● **DATA SHOWN**
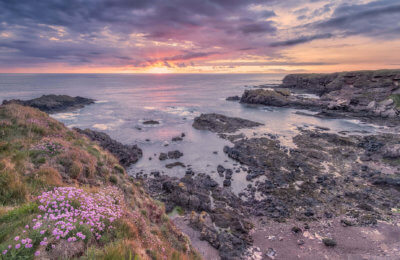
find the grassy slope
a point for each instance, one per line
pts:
(37, 153)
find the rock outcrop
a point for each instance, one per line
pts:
(126, 154)
(358, 94)
(218, 123)
(216, 212)
(53, 103)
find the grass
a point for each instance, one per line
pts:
(396, 99)
(37, 153)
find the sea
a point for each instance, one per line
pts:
(125, 101)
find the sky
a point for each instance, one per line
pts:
(198, 36)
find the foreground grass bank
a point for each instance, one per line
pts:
(62, 195)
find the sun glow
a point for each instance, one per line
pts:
(159, 70)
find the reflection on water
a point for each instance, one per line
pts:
(125, 101)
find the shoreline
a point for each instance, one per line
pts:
(328, 185)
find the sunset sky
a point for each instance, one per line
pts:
(198, 36)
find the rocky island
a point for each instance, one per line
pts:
(53, 103)
(370, 95)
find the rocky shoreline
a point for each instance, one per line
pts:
(368, 95)
(327, 195)
(53, 103)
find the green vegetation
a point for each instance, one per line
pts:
(37, 154)
(396, 99)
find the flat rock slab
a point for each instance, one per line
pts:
(54, 103)
(126, 154)
(218, 123)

● **TASK STATEMENT**
Write out all of the lines above word for word, leaving the picture out.

● **FINAL RESULT**
find the grassy slope
a point for each instance, one per line
pts:
(37, 153)
find the rock outcrop
a point for each instance, one per line
pts:
(126, 154)
(358, 94)
(218, 123)
(216, 212)
(53, 103)
find the grass
a point for each instance, one per line
pts:
(396, 99)
(37, 153)
find the sea
a point for each instance, one per line
pts:
(125, 101)
find the sky
a point for each instance, one per line
pts:
(198, 36)
find the foreground grass bank
a point for each instance, one per line
pts:
(62, 195)
find the sun glow
a point for each instance, one per line
pts:
(159, 70)
find the reflection on water
a point for each instance, one per line
pts:
(125, 101)
find the shoreline
a point for each instance, one per line
pts:
(328, 185)
find the sunset sky
a point for each instance, one per line
pts:
(198, 36)
find the rocky island
a point for each instance, one per line
pts:
(53, 103)
(370, 95)
find the rocky shoreline
a point for each instance, one per line
pts:
(368, 95)
(327, 195)
(53, 103)
find the green vegetation
a point for each instance, one per line
pts:
(37, 154)
(396, 99)
find the flat rock slab
a point for each instance, one per line
pts:
(54, 103)
(126, 154)
(218, 123)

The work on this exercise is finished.